**TASK GOAL**. Take the records underneath and set them down exactly.

____ RECORDS SUPPLIED

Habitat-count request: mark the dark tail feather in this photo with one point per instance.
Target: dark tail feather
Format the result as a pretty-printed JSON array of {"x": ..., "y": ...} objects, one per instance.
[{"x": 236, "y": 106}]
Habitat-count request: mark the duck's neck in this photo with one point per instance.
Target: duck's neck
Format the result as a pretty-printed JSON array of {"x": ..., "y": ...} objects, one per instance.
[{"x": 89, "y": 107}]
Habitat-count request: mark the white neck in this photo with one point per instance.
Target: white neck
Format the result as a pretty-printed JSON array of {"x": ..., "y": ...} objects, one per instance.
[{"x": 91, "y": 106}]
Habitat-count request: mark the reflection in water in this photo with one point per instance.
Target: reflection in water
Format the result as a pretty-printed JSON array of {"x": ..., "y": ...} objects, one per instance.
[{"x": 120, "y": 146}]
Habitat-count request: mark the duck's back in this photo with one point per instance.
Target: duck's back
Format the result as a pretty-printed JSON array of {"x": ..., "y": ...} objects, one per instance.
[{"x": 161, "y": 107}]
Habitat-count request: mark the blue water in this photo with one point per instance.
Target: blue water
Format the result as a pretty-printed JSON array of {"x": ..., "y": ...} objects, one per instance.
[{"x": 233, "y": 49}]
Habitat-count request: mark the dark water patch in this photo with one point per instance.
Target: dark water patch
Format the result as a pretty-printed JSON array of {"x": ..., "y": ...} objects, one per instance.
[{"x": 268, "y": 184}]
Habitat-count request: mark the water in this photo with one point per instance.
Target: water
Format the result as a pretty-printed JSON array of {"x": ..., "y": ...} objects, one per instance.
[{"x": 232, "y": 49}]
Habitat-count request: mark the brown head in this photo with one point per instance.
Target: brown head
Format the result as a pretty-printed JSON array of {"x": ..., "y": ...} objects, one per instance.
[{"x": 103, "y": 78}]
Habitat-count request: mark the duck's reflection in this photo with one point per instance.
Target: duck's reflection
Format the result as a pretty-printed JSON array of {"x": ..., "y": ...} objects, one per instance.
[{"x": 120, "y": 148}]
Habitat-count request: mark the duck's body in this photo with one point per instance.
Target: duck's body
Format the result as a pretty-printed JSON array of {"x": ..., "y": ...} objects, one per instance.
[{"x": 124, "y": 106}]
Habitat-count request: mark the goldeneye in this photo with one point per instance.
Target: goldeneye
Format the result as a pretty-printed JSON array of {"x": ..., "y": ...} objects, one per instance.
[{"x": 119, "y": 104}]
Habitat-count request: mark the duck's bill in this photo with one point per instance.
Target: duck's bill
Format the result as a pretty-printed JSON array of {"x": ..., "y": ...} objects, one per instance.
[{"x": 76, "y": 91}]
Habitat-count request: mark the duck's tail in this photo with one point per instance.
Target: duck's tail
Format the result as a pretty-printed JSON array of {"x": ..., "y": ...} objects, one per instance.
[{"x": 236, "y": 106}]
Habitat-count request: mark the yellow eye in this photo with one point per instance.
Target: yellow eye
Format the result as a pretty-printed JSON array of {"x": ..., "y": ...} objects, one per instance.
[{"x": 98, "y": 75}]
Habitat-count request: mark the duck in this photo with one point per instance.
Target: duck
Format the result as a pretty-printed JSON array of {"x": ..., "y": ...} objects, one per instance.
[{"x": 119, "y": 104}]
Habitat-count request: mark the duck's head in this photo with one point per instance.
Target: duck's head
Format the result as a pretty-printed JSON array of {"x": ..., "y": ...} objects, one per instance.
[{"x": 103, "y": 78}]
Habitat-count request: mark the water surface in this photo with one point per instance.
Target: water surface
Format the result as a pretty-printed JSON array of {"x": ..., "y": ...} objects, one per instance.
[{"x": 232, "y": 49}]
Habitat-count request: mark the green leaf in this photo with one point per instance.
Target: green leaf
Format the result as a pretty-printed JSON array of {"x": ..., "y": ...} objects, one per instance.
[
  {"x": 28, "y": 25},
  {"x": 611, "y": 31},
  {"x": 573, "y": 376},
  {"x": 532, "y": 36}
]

________

**TASK ANSWER**.
Habitat-count request: mark the dark tail feather in this photo with one point per instance.
Target: dark tail feather
Format the result as a pretty-printed JSON array of {"x": ..., "y": ...} objects, one per instance.
[{"x": 236, "y": 106}]
Habitat-count request: mark the duck's neck in this photo with one point per instance.
Target: duck's neck
Format the result as a pretty-printed JSON array of {"x": ..., "y": ...} objects, one per instance.
[{"x": 89, "y": 107}]
Habitat-count request: mark the white neck in this photo with one point per instance.
Target: white neck
Format the result as a pretty-printed JSON array of {"x": ..., "y": ...} objects, one per instance.
[{"x": 91, "y": 106}]
Habitat-count request: mark the reflection in water in this photo with one point per instance.
Target: reflection in water
Format the result as a pretty-printed JSON array of {"x": ..., "y": ...} objects, one per instance.
[{"x": 120, "y": 146}]
Habitat-count request: mark the duck's back in this photo with one point per instance.
Target: duck's back
Format the result as a pretty-printed JSON array of {"x": ..., "y": ...} objects, one per instance.
[{"x": 161, "y": 107}]
Habitat-count request: mark the blue water in this photo with one point per instance.
Target: blue water
Format the result as a pretty-printed JSON array of {"x": ..., "y": ...} objects, one per instance.
[{"x": 233, "y": 49}]
Habitat-count request: mark the dark water patch in this photo with one point per instance.
Target: dark water patch
Format the result as a pretty-printed JSON array of {"x": ..., "y": ...} objects, one per instance.
[{"x": 268, "y": 184}]
Habitat-count request: mark the water in this photo with one point per instance.
Target: water
Format the result as a pretty-printed JSON array of {"x": ..., "y": ...} objects, one per instance.
[{"x": 232, "y": 49}]
Habitat-count request: mark the brown head in this photo with one point per instance.
Target: brown head
Format the result as a pretty-printed JSON array of {"x": ..., "y": ...} objects, one per instance.
[{"x": 103, "y": 78}]
Habitat-count request: mark the duck's reflection in this photo with one point per instance.
Target: duck's reflection
Format the result as a pretty-printed JSON array of {"x": ..., "y": ...} objects, one per instance.
[{"x": 120, "y": 148}]
Habitat-count request: mark the duck's body in this photo with one point per instance.
Target: duck's body
Format the result as a pretty-printed JSON array of {"x": ..., "y": ...} objects, one per instance.
[{"x": 124, "y": 106}]
Habitat-count request: mark the goldeneye in this photo with one point per instance.
Target: goldeneye
Format the result as a pretty-printed JSON array of {"x": ..., "y": ...} objects, one per instance.
[{"x": 119, "y": 104}]
Habitat-count request: mark the duck's bill in this photo with one point per instance.
Target: duck's bill
Format the result as a pretty-printed JSON array of {"x": ..., "y": ...} objects, one per instance.
[{"x": 76, "y": 91}]
Habitat-count request: mark the duck's tail in this photo with one point per instance.
Target: duck's tail
Format the result as a pretty-printed JSON array of {"x": ..., "y": ...} objects, one per instance.
[{"x": 236, "y": 106}]
Habitat-count request: mark the yellow eye in this photo with one point per instance.
Target: yellow eye
Format the result as a pretty-printed JSON array of {"x": ..., "y": ...} objects, one per instance.
[{"x": 98, "y": 75}]
Habitat-count request: mark the duck in this photo with one point per instance.
Target: duck
Format the result as a pretty-printed JSON array of {"x": ..., "y": ...} objects, one per instance.
[{"x": 119, "y": 104}]
Habitat-count request: mark the duck's head in this photo with one point per instance.
Target: duck's head
Format the result as a pretty-printed JSON array of {"x": ..., "y": ...} objects, one per instance.
[{"x": 103, "y": 78}]
Habitat-count request: mark the water surface in this photo with one point per instance.
Target: water surface
Format the result as a pretty-printed JSON array of {"x": ..., "y": ...} objects, one per instance.
[{"x": 232, "y": 49}]
Habitat-count request: mark the green leaf in this photo with one point per instance.
Target: green leaf
Format the result as a pretty-printed JSON array of {"x": ..., "y": ...} objects, one per instance.
[
  {"x": 28, "y": 25},
  {"x": 611, "y": 31},
  {"x": 573, "y": 376},
  {"x": 532, "y": 36}
]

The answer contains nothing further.